START LISTED ENTRIES
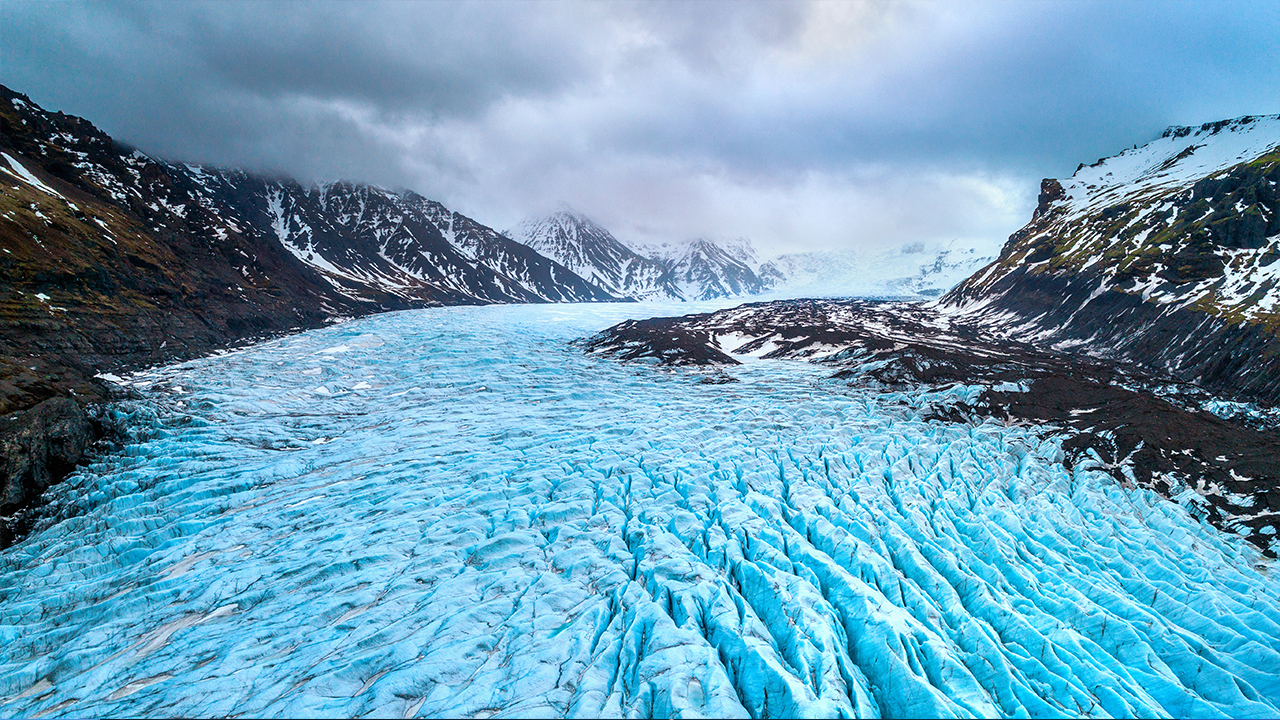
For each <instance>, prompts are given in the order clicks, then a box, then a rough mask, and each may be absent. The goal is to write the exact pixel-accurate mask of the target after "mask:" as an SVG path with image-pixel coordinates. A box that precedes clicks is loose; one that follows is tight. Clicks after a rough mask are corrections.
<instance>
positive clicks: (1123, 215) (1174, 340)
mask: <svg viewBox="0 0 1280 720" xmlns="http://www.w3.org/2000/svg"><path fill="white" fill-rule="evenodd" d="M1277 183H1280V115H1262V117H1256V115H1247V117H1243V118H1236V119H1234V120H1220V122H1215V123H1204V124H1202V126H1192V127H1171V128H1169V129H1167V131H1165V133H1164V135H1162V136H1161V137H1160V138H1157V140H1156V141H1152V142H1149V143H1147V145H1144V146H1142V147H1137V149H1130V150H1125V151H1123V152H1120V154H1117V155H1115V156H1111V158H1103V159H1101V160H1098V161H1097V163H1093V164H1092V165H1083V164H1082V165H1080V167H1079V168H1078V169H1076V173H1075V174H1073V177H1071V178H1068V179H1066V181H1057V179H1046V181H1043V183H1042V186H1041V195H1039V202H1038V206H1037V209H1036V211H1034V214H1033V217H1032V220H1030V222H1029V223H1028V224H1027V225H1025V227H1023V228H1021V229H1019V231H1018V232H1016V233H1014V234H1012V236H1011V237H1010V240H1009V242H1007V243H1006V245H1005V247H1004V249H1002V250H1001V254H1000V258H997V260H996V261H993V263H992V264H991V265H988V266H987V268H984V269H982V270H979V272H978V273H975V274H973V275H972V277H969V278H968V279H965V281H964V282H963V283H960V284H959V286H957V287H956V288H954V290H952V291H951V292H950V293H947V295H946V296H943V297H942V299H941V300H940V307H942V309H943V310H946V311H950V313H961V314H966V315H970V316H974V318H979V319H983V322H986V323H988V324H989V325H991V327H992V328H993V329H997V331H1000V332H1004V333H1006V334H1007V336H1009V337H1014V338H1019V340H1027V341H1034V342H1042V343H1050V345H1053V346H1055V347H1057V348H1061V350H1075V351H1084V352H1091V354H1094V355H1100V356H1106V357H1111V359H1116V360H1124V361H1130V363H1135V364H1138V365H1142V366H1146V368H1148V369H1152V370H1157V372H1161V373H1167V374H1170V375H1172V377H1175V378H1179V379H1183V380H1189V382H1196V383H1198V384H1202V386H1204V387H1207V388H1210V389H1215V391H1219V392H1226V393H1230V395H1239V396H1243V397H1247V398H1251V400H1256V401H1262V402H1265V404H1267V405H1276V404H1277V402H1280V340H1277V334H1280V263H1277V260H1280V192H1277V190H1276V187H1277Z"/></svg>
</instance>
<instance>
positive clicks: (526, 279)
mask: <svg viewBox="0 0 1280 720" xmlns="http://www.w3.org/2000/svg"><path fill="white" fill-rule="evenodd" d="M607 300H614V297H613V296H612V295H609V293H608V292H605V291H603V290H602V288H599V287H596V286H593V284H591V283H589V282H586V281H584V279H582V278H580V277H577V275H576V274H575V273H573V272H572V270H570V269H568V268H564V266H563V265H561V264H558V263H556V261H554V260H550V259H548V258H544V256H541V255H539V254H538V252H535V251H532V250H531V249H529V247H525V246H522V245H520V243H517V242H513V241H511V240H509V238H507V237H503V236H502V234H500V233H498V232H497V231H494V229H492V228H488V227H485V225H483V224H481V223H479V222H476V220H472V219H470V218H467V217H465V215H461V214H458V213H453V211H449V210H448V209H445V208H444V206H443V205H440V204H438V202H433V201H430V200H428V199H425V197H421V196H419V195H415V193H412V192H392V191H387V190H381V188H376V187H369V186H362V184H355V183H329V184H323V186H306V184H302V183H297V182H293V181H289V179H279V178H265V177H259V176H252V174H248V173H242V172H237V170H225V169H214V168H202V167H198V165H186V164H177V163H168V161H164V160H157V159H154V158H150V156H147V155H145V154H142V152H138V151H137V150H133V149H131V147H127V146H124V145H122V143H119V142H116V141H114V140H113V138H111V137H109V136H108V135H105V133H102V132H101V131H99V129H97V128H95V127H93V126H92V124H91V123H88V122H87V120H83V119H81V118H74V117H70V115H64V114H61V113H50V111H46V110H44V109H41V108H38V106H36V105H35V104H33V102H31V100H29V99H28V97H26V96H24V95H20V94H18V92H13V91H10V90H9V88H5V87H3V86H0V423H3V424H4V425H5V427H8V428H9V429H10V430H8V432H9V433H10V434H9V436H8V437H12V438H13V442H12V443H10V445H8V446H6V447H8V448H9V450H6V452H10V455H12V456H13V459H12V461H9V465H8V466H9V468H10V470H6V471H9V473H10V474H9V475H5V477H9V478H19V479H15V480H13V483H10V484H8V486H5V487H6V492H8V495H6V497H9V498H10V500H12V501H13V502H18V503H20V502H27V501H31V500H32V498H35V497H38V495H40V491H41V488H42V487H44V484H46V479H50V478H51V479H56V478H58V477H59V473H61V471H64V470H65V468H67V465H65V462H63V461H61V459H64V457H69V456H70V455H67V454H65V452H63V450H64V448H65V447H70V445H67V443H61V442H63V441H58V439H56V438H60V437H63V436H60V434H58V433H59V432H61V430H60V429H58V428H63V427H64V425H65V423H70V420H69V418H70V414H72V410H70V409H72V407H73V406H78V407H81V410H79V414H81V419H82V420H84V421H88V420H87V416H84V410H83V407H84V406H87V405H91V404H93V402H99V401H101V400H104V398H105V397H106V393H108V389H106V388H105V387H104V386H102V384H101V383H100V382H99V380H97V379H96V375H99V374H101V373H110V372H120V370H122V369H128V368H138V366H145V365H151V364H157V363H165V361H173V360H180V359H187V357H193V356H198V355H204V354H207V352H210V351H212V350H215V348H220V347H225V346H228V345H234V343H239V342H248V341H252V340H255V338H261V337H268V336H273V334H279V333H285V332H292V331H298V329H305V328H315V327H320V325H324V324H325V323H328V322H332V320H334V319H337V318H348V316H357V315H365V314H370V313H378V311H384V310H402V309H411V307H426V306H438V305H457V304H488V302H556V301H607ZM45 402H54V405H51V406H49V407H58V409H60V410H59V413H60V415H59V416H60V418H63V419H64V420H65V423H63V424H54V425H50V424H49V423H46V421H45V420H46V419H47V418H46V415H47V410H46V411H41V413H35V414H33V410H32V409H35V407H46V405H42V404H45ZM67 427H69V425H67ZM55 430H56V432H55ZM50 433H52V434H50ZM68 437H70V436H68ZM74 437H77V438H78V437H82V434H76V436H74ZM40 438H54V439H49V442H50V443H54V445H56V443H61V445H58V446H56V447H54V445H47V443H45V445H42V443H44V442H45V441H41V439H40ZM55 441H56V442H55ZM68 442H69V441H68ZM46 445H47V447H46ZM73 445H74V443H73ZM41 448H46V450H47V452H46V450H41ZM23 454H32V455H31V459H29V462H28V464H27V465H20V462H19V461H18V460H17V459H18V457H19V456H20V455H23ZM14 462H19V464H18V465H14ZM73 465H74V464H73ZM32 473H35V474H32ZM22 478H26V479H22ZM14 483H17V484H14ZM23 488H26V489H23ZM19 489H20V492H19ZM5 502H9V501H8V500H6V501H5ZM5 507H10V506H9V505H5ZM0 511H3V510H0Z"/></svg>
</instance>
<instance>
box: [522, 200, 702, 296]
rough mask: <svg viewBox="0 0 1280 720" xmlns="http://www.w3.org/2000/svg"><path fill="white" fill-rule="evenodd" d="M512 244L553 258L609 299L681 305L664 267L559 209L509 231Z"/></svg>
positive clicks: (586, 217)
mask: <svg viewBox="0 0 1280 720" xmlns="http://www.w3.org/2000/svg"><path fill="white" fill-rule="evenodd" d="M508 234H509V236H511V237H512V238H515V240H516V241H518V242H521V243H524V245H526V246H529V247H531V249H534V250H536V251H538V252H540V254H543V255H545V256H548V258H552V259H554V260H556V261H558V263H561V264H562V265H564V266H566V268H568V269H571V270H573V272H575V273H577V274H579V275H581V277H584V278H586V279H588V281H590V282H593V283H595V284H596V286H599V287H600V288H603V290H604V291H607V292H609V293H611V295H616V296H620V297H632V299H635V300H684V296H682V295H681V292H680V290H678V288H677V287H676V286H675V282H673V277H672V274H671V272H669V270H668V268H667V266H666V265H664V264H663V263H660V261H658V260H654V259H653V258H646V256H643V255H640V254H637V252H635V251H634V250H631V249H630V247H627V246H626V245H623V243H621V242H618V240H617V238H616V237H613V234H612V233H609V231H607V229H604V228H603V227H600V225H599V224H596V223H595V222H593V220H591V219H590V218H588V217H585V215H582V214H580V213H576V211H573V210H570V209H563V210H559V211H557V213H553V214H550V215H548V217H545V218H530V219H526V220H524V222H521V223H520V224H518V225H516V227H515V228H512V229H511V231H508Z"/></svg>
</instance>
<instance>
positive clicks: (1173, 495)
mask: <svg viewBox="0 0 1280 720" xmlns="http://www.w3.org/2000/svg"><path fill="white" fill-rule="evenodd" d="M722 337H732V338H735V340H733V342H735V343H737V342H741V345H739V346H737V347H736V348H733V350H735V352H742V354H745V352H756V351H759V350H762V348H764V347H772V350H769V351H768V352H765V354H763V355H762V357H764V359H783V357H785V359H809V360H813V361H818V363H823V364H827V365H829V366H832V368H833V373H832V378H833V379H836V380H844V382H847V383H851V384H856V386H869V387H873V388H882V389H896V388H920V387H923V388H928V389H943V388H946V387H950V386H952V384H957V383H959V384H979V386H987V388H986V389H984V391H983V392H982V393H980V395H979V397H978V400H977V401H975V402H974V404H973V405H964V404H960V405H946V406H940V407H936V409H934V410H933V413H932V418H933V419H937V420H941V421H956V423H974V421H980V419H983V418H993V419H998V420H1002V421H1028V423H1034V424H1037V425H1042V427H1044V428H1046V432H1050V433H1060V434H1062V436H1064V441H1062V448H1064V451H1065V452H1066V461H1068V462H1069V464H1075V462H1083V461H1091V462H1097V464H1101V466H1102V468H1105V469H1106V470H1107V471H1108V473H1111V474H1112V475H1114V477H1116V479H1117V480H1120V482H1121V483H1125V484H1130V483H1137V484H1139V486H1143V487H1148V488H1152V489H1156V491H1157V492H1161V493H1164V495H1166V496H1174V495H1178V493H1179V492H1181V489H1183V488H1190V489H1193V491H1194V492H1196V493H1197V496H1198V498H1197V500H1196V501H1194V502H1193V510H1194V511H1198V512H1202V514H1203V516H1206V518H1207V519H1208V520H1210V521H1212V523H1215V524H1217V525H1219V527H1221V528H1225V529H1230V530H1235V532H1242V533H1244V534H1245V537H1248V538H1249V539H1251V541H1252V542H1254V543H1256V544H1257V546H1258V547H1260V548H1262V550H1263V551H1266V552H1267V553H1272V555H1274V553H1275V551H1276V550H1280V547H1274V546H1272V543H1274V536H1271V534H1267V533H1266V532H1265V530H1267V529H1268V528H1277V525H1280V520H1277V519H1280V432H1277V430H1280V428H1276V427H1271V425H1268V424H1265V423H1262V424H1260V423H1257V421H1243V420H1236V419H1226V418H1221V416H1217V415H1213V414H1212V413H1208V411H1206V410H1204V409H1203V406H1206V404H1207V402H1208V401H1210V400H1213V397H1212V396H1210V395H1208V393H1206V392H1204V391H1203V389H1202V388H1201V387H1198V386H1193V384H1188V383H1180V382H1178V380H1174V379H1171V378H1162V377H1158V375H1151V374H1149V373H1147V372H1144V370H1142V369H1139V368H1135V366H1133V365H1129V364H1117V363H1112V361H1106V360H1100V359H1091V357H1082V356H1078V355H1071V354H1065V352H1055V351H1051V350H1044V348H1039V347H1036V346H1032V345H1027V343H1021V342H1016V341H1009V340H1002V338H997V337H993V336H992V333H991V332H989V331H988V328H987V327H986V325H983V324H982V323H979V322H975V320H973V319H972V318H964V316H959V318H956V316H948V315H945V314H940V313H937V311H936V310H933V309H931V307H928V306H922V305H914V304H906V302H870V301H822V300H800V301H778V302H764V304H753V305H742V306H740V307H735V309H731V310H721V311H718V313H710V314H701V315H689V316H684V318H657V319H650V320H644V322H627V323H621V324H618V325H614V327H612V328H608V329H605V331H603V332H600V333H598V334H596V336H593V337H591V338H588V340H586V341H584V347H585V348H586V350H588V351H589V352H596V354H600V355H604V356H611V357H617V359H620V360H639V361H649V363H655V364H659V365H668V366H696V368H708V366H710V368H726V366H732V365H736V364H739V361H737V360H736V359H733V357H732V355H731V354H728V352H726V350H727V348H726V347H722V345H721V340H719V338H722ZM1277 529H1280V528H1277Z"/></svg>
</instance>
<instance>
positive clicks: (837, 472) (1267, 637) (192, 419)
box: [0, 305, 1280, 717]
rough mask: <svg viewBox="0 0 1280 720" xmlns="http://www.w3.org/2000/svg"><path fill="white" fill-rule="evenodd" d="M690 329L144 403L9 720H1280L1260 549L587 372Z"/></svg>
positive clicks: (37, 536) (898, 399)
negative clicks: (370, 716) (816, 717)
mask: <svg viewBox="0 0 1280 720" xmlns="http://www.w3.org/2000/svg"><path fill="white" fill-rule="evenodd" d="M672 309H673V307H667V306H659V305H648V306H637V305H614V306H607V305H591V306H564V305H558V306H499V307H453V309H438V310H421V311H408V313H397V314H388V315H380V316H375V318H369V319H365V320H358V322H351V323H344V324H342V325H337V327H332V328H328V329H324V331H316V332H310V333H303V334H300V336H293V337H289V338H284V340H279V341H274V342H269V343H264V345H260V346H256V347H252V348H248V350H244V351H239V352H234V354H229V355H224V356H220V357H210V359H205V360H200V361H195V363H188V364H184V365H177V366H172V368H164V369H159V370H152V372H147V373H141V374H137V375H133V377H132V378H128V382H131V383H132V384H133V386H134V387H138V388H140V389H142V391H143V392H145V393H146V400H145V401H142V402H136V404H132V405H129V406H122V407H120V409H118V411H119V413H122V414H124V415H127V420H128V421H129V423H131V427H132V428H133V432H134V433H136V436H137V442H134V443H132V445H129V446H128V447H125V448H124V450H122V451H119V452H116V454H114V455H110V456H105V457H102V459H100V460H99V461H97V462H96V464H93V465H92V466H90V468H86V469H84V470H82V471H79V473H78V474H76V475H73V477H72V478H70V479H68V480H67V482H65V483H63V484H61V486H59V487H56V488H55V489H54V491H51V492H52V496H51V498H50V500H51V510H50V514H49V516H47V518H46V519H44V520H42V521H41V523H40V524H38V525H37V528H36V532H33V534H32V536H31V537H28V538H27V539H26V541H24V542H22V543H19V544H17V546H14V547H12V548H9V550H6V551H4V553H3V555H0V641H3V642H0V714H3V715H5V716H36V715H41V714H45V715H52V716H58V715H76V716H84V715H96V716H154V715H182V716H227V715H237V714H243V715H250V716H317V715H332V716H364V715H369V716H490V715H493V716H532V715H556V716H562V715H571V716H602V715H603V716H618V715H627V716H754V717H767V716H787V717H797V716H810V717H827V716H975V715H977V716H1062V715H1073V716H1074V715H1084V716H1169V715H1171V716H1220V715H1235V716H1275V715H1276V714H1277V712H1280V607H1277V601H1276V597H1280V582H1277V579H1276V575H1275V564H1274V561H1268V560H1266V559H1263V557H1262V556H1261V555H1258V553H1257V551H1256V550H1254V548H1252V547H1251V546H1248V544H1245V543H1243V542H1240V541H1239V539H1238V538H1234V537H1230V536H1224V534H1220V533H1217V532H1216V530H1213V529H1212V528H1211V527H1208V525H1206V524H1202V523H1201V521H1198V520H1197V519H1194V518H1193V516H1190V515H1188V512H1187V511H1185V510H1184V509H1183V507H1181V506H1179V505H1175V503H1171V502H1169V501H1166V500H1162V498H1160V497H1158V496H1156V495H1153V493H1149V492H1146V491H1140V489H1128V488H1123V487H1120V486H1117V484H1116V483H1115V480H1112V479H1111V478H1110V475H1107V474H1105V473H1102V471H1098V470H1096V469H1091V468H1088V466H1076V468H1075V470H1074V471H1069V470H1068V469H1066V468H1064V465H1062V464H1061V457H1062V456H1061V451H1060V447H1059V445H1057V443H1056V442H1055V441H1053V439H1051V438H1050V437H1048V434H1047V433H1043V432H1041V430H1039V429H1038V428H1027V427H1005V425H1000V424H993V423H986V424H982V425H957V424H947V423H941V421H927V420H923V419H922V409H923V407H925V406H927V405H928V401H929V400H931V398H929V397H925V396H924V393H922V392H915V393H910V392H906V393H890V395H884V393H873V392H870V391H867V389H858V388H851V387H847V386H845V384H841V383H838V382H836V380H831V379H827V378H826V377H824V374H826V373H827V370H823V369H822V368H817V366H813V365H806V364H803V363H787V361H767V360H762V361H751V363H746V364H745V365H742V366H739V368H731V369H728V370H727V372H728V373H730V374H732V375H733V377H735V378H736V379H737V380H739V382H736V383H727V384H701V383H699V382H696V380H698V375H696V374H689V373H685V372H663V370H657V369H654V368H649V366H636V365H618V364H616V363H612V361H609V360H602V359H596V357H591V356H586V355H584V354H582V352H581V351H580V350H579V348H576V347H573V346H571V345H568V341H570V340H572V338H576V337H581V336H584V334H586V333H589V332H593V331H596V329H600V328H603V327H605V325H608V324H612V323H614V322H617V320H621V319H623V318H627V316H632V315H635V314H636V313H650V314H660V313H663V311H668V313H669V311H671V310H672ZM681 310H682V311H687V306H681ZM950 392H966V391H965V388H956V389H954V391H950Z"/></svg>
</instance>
END LISTED ENTRIES
START LISTED ENTRIES
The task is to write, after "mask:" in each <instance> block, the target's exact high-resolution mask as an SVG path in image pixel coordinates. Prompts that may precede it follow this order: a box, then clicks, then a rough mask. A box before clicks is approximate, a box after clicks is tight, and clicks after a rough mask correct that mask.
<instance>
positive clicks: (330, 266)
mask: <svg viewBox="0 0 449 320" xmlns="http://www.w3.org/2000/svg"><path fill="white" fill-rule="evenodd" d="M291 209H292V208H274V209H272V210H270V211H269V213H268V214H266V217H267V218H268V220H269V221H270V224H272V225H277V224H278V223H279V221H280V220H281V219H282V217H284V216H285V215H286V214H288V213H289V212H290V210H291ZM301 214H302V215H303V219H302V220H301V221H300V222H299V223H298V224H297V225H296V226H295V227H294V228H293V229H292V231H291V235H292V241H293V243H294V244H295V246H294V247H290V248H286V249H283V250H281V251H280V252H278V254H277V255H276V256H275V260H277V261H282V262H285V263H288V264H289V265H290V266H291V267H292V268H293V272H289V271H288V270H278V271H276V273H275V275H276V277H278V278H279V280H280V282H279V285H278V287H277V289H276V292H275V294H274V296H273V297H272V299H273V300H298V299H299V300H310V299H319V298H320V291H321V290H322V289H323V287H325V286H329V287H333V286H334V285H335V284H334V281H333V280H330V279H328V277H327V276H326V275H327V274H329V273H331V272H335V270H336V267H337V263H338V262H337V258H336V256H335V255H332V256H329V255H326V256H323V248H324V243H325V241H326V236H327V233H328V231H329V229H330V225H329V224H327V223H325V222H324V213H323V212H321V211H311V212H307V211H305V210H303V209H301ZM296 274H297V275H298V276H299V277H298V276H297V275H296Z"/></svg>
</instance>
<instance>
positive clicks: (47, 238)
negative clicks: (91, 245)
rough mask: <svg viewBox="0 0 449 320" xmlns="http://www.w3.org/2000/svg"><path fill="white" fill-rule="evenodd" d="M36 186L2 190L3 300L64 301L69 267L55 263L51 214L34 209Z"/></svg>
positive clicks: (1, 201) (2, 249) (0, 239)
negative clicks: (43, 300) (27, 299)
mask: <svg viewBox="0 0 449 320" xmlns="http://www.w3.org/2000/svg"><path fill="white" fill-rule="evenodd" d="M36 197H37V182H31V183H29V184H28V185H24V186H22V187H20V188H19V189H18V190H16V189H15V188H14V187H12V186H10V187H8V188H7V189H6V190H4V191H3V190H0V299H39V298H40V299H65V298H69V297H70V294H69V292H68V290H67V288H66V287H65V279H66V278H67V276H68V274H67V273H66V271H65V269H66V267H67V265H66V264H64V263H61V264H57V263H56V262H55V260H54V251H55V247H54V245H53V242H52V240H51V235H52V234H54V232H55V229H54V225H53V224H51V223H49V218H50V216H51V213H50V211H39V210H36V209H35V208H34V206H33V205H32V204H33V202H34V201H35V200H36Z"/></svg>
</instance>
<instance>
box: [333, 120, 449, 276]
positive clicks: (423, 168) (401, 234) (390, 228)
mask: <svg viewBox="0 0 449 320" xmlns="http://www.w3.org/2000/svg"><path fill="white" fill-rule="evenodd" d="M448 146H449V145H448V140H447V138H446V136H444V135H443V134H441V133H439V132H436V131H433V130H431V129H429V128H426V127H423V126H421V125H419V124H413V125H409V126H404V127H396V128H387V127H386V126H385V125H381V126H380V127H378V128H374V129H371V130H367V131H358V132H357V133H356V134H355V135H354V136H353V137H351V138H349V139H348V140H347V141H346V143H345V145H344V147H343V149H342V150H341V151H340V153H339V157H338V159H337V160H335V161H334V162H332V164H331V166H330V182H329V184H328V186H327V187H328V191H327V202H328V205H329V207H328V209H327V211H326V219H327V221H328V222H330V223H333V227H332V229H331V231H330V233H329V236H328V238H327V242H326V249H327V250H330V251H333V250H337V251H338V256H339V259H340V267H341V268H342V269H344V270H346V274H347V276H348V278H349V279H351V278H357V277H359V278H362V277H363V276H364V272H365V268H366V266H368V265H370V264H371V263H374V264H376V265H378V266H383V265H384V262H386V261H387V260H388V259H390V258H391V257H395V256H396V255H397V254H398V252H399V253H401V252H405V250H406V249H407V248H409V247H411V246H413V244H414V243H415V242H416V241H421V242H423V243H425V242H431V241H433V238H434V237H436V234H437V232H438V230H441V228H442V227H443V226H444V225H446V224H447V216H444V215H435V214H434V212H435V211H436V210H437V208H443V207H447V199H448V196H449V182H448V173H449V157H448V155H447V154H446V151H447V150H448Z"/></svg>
END LISTED ENTRIES
START LISTED ENTRIES
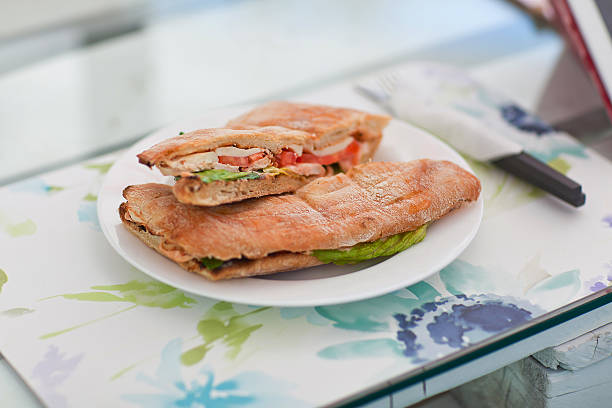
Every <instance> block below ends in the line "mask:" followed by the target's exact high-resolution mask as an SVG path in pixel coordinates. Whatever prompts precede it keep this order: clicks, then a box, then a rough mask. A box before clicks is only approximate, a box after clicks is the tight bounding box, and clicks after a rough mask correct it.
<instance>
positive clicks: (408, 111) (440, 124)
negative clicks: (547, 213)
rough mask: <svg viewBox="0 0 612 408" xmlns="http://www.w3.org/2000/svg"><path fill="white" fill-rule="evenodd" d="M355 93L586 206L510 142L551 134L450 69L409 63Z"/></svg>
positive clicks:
END LISTED ENTRIES
» **WHAT NEEDS TO BE DONE**: Determine how many lines above contain "approximate" and respond with that number only.

» **COMPLETED EXERCISE**: 2